#### Selected passage:
When plants ascend the leaf Brix ladder and reach between 8 and 11 Brix, insects metaphorically “fall off” the plant

because the plant has a “sword and shield” that protects itself from insect predators. As a general rule, and although

exceptions occur, sucking insects will not tolerate 8 Brix or higher. Chewing insects that eat the roots or leaves directly,

such as caterpillars, grasshoppers, and beetles, will start to lose interest in eating a plant once the plant reaches 10 or 11 Brix.

I have witnessed grasshoppers taking bites out of 12-Brix leaves and then flying off the plant. I have also witnessed

immature caterpillars of the Fall Webworm stop eating the leaves of a pecan tree once the Brix is increased to 12. As a result,

these caterpillars will form a dense clump and then slowly die of starvation within inches of healthy growing pecan leaves.

[Dataset rows]
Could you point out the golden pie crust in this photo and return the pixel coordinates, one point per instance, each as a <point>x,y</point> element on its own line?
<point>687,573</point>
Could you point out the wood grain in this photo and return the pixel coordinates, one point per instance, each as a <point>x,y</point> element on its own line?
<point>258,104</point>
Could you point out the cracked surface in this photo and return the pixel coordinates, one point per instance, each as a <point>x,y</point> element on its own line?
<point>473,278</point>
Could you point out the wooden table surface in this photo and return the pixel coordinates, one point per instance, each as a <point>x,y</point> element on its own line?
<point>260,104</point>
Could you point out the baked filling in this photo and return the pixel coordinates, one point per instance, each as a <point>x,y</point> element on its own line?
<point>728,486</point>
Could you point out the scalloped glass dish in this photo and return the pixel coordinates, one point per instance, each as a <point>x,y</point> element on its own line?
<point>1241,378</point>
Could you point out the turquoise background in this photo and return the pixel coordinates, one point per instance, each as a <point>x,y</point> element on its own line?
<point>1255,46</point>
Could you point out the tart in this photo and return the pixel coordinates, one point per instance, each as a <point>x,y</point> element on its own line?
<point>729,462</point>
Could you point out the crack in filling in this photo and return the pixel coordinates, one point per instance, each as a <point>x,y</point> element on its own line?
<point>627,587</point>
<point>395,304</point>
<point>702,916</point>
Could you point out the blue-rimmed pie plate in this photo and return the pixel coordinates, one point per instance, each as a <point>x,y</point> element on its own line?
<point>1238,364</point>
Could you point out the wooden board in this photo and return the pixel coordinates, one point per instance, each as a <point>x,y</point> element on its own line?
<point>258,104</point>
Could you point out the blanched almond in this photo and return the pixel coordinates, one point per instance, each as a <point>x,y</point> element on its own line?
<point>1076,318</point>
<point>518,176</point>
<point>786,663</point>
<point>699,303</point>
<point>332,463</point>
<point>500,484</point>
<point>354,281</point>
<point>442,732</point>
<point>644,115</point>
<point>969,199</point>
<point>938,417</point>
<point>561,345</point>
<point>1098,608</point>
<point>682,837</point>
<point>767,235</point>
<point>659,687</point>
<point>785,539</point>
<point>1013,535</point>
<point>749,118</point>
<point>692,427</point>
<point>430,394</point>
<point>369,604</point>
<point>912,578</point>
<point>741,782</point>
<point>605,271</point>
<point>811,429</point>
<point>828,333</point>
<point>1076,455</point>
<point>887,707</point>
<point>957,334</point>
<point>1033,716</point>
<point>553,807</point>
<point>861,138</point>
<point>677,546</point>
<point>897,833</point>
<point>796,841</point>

#### What you will do:
a - Answer these from the passage on leaf Brix and insects:
(i) At what Brix level will sucking insects generally not tolerate a plant?
(ii) Which chewing insects does it give as examples?
(iii) To what Brix level was the pecan tree raised when the Fall Webworm caterpillars stopped eating?
b - Write the next part of the passage on leaf Brix and insects.
The records have nothing to do with the passage on leaf Brix and insects.

#### Final results:
a -
(i) 8 Brix or higher.
(ii) Caterpillars, grasshoppers, and beetles.
(iii) 12 Brix.

b -
Virtually no insects will attack a plant at 12 Brix; this is why this figure is tossed around so commonly among growers.

Now variability is a hallmark of Nature. Fluctuations between Brix readings can and do occur throughout a growing season.

Even if maintaining Brix levels in a given crop, it is not unusual for the leaves to fluctuate 1-2 Brix from one week to the next.

It is for this reason that the safest place for your plants to be is at 14 Brix or above. In this way, one may be relatively secure

that natural fluctuations do not take your crop below 12 Brix where it may become differentially attractive to various insect pests.